(Records)
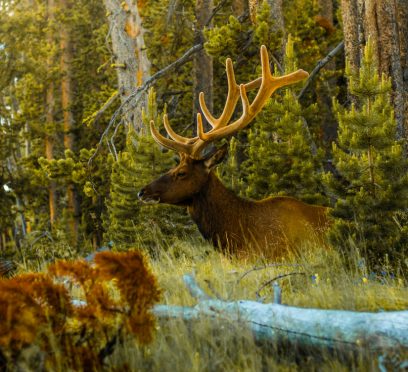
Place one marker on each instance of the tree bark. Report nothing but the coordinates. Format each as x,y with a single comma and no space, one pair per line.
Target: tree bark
384,21
203,63
130,58
73,204
49,117
343,331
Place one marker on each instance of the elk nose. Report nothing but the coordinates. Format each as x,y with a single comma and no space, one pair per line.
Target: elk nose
141,193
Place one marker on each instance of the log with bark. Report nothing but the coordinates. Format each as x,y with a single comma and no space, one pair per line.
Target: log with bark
345,331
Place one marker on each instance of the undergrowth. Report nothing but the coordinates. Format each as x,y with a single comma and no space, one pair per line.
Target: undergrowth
317,279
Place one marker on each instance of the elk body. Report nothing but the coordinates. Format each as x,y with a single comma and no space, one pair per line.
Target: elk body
272,227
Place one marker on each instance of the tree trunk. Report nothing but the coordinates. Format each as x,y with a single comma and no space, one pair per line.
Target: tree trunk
385,21
49,118
130,58
279,25
239,7
203,64
73,204
338,330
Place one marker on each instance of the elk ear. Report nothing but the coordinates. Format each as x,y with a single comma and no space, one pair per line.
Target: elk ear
216,157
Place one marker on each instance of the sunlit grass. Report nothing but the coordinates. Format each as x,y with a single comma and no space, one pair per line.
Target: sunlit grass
317,278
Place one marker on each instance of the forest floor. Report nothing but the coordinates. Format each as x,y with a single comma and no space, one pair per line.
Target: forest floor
318,279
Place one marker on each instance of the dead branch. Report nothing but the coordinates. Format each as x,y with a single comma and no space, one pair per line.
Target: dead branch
333,329
319,66
133,100
257,268
270,281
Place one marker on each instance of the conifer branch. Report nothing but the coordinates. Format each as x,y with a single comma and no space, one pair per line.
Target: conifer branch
323,62
133,100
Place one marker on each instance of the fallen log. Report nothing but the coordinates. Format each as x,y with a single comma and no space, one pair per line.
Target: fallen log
330,329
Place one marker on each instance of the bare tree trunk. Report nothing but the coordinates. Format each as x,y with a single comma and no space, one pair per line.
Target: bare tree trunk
203,63
132,64
49,119
384,21
69,123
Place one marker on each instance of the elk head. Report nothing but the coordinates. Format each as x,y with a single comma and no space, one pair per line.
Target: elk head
179,185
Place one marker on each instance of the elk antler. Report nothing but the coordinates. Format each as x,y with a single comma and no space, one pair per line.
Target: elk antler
267,84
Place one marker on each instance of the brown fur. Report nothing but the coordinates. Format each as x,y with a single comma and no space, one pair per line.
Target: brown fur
269,228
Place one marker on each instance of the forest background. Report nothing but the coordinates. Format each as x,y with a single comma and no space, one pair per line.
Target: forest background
75,103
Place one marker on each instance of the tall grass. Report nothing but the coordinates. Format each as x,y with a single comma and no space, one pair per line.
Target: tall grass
315,278
318,279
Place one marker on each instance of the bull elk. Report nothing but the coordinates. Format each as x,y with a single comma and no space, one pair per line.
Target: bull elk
271,227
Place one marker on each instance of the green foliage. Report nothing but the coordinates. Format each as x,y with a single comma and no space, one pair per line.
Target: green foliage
373,180
29,65
280,159
130,221
169,35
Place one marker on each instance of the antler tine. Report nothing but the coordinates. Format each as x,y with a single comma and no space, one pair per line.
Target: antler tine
268,85
231,102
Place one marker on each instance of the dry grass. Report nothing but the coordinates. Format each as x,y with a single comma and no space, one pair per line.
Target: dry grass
210,346
317,279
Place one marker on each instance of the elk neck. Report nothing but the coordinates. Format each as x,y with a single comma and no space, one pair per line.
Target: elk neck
219,213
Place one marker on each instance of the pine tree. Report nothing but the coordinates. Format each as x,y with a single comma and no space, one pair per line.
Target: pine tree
373,182
130,221
280,158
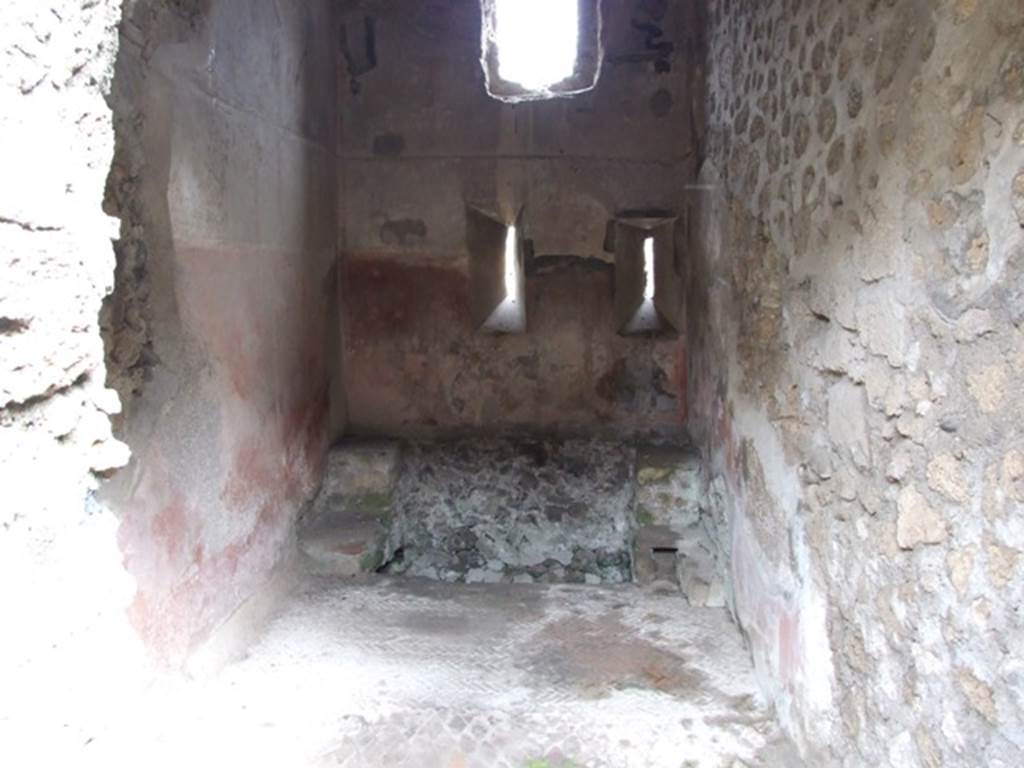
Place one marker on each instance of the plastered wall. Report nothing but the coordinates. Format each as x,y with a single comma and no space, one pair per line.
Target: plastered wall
217,331
855,308
421,139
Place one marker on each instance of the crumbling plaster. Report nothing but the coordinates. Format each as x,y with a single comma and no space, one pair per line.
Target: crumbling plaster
420,140
855,312
217,331
65,590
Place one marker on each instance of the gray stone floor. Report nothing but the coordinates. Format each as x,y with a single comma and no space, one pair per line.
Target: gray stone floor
401,673
398,673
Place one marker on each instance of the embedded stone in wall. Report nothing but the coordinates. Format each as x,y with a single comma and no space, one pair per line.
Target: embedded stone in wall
918,523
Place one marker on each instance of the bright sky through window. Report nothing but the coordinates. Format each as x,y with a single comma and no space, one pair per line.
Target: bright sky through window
538,41
648,269
511,267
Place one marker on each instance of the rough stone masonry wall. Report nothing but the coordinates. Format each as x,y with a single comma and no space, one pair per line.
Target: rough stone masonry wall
217,331
65,589
420,139
856,308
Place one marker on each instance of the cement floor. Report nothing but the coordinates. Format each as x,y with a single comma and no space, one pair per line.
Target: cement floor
397,673
403,673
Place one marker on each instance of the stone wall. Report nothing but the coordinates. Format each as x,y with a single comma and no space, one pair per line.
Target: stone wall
856,352
421,139
217,331
65,590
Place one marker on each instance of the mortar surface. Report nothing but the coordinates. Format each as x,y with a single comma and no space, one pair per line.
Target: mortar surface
399,673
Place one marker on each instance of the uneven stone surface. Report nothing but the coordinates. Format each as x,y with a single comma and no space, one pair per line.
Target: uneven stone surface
217,332
65,586
856,358
501,510
416,674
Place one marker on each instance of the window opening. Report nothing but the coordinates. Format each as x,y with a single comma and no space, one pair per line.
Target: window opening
538,49
538,41
648,269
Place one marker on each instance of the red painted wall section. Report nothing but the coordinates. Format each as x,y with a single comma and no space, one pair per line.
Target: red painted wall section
415,364
211,515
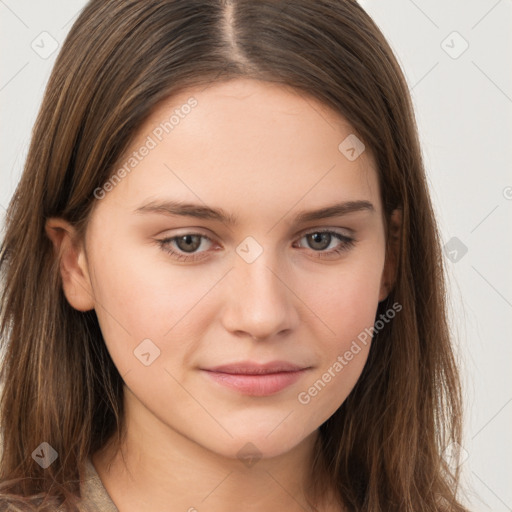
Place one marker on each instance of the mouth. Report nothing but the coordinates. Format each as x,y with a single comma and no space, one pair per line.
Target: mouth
255,379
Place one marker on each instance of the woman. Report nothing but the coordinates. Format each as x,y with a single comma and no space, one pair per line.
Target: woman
223,284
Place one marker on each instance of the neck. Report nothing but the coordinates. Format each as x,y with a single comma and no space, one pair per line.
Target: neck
159,469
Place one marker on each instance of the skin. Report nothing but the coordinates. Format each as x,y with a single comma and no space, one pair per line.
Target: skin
261,152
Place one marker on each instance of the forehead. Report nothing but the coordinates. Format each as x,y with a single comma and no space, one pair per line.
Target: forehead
248,145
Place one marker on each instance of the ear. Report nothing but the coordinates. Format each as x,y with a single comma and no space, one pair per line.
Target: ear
73,264
392,253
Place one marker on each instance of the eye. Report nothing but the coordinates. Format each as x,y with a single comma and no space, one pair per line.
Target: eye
320,240
187,243
184,247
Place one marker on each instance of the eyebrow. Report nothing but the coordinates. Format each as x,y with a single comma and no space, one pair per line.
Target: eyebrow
178,208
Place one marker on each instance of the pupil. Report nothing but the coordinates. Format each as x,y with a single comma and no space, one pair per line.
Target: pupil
188,242
319,237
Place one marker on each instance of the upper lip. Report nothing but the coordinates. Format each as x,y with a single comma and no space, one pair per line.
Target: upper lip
252,368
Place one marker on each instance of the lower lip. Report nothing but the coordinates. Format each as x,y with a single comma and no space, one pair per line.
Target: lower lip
257,385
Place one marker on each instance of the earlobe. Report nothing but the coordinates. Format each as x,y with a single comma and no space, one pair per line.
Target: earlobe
392,254
73,266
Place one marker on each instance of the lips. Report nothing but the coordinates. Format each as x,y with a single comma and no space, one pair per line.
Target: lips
256,379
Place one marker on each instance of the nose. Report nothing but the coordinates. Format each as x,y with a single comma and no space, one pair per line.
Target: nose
259,300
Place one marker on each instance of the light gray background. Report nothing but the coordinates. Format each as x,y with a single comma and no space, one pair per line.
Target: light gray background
464,111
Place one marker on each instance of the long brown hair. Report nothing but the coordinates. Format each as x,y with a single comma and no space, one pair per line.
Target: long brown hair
383,448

→ **Aim of the exercise**:
Reproduce exactly the line that holds "Place one marker on each instance of the lower", then every line after it, ending with the final line of the records above.

→ **Response to the exercise**:
Place one marker on each instance of the lower lip. Report nothing but the coordinates. Format each as x,y with a single comma and no space, one pair per line.
Target: lower lip
257,385
Place one marker on each instance of the earlobe. Report nothing but the coordinates. Format each as x,y with a single comma and no space, one pair per line.
Target: earlobe
392,254
73,266
Place one marker on each instance of the lips. Report nothing but the coordinates. Format each as x,y with a single comma and no space, one pair per line.
Target: lips
256,379
Place one marker on each instance of the nose. Report nothing but the coordinates. Format each as x,y with a single comma and no space, one pair per line.
Target: nose
259,300
Place one marker on each instance of the light gray background. Report nothing but the coordinates. Format each as x,y with a single comma and no space, one pair per line.
Target: light gray background
464,111
Place one marker on each instance of the long brown hair. Report nothing but the coordinates. Format each as x,y with a single comma and no space, one pair per line.
Target: long brown hair
383,448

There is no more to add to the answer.